** Written instruction **
Please pull out every line in the rows below that holds the word "dishwasher", and copy each one in full.

········

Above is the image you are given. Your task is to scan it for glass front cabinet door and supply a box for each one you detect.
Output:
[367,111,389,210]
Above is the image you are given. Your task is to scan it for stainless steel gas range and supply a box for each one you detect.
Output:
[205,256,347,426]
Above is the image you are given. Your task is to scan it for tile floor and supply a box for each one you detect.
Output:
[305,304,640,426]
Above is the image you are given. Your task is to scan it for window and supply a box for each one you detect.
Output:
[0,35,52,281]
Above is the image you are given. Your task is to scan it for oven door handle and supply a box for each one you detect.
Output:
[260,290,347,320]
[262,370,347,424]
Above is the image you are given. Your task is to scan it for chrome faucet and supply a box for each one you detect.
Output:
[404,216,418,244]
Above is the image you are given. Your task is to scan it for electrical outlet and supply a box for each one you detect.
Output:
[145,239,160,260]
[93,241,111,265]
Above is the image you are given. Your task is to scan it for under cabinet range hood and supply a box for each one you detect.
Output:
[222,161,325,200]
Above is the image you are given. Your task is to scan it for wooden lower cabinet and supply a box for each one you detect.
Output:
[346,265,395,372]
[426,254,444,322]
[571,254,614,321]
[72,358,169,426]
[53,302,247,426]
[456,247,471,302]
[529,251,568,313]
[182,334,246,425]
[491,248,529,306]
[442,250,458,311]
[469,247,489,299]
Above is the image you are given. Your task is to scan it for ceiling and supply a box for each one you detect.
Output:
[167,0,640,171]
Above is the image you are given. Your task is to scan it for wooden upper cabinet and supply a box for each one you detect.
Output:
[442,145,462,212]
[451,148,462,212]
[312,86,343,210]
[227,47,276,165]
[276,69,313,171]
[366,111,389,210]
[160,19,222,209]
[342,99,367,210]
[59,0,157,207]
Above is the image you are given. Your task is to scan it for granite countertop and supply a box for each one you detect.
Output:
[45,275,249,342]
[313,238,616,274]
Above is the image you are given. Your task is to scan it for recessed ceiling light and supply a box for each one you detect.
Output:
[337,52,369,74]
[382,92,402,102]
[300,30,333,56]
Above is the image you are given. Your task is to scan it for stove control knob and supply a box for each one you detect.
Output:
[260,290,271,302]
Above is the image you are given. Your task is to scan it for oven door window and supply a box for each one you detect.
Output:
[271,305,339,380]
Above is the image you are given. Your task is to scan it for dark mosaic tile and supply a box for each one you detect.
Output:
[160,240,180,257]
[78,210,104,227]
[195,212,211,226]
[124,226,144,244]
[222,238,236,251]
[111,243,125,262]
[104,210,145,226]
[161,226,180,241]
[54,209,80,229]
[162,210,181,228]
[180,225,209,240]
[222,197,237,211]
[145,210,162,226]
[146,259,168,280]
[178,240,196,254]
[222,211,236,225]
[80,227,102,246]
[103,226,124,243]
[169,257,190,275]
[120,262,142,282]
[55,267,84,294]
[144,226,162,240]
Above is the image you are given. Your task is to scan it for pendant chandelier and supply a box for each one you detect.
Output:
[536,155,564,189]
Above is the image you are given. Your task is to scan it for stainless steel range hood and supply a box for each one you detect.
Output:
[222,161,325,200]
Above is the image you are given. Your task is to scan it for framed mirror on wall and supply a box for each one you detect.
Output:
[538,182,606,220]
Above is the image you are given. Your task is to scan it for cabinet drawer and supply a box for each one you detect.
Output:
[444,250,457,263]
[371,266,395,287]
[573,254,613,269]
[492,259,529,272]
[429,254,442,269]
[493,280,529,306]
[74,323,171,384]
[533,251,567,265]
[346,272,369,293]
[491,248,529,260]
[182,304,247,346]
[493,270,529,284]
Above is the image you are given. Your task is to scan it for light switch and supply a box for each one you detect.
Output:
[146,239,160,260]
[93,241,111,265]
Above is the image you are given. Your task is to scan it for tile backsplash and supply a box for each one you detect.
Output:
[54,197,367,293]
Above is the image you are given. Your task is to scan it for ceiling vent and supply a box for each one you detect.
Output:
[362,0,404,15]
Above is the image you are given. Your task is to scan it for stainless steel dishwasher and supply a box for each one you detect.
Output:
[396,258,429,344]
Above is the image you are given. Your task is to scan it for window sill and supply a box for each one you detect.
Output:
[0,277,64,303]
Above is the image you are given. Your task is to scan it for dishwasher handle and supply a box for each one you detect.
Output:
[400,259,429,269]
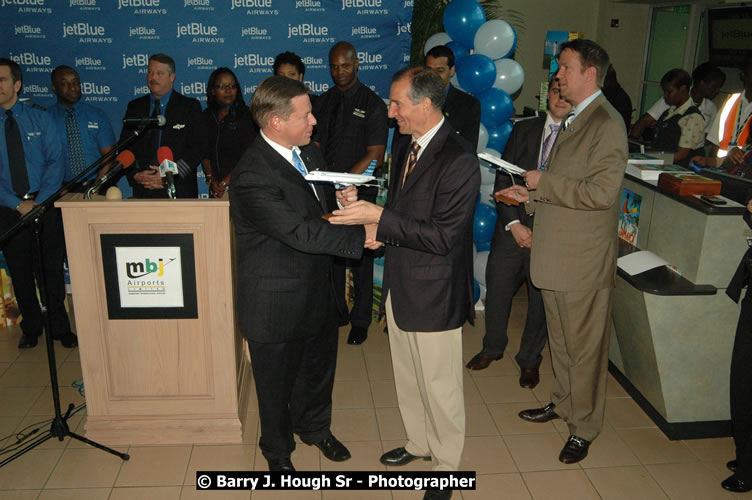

········

** Output for this task **
Above is the image you are given. Your task is to scan it for stainless steel dishwasher and supply a box for each one you detect.
Above is the image you are given. Your task is to scan it for dishwasher handle and supply a box for each one you detect.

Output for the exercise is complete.